**INPUT ROWS:**
# # #
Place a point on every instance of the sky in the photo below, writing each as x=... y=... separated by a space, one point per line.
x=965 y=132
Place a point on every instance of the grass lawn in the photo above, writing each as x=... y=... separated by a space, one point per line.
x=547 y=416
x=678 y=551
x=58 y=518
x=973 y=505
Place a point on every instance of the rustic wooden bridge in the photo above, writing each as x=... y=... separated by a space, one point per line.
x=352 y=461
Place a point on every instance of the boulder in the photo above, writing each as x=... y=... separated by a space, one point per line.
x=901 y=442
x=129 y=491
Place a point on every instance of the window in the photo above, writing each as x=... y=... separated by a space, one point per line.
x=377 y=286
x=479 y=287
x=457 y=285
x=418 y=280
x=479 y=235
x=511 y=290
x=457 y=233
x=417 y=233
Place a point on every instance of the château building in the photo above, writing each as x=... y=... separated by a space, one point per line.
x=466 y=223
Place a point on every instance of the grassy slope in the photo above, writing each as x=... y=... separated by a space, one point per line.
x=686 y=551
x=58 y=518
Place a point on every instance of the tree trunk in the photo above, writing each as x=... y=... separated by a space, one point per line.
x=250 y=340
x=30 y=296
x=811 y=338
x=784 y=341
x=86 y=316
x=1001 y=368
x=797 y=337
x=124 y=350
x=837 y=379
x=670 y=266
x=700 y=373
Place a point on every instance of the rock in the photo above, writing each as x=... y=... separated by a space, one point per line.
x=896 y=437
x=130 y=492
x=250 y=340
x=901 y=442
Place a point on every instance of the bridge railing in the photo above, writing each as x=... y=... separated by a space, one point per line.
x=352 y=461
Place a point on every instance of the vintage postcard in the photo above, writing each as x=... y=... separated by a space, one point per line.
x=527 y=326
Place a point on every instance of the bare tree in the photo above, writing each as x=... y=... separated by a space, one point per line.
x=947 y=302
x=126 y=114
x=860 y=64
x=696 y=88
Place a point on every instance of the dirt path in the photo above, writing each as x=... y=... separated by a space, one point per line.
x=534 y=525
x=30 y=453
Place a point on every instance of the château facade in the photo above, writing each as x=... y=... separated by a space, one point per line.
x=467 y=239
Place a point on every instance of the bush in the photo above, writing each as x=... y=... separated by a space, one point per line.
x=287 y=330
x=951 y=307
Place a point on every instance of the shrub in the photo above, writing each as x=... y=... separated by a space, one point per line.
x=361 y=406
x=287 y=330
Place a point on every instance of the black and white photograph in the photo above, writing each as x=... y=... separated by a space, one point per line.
# # #
**WRITTEN INSTRUCTION:** Reproduce all of the material above verbatim, from the first line to the last, without changing anything.

**FULL RESPONSE:**
Place a point on every instance of the sky in the photo below, writing each as x=... y=... separated by a space, one point per line.
x=965 y=132
Place a point on every instance of the grass lawn in the photo above, writing each as x=... y=... separated by a space, one point per line.
x=547 y=416
x=678 y=551
x=58 y=518
x=973 y=505
Place a point on every instance of the rustic wooden bridge in the photo above, writing each as x=... y=... separated by a space, one point per line.
x=352 y=461
Place a point on every instance of the boulder in the photo above, writing each as x=... y=... separated by a space, one point per line.
x=901 y=442
x=129 y=491
Place a point on every instance of the window in the photo above, writing each as x=... y=... separated by a space, one point per line.
x=377 y=286
x=479 y=287
x=457 y=285
x=418 y=280
x=479 y=235
x=511 y=290
x=457 y=233
x=417 y=233
Place a point on every instance of the château building in the photo above, writing each as x=... y=... separated by a space, one point per line.
x=466 y=223
Place a point on every instance of the grassy slope in the photo above, writing each as x=... y=... separated by a space, one point per line.
x=686 y=551
x=58 y=518
Place a point on every instance of the tree trunk in the photo above, writing each as x=... y=... separated by a space, one point per line.
x=250 y=340
x=30 y=296
x=811 y=338
x=784 y=341
x=86 y=316
x=1001 y=368
x=797 y=337
x=124 y=350
x=837 y=379
x=670 y=266
x=700 y=373
Place a point on every instance of the rock in the photo above, writing each as x=... y=... separated by a space, one point per line.
x=896 y=437
x=130 y=492
x=250 y=340
x=901 y=442
Place a point on every instance of the bridge railing in the photo above, writing each as x=... y=... separated by a space, one point per line.
x=352 y=461
Place a point on every instance of the vintage postcard in the photo above, writing each as x=... y=... separated by a space, one point per line.
x=527 y=326
Place a point on every instance of the bare tree in the photo above, writing each as x=... y=... separated by a space, one point per line.
x=947 y=302
x=126 y=114
x=860 y=64
x=696 y=88
Place a point on every instance of the dirt path in the photo above, writing each as x=... y=... separated by a space, one point per line.
x=534 y=525
x=30 y=453
Place a point on every instance of the château facade in the photo above, writing each as x=... y=... separated by a space, one point per line.
x=467 y=239
Place a point on every instance of the bush in the photo above, writing each as x=... y=... separated by a space, one point per line.
x=287 y=330
x=951 y=307
Place a point on every instance of the shrub in the photo above, writing each as x=... y=... separated by a space, one point per line.
x=361 y=406
x=287 y=330
Place a point on every instance of the black and white photograph in the photo above, writing each as x=... y=... separated by a space, one point per line.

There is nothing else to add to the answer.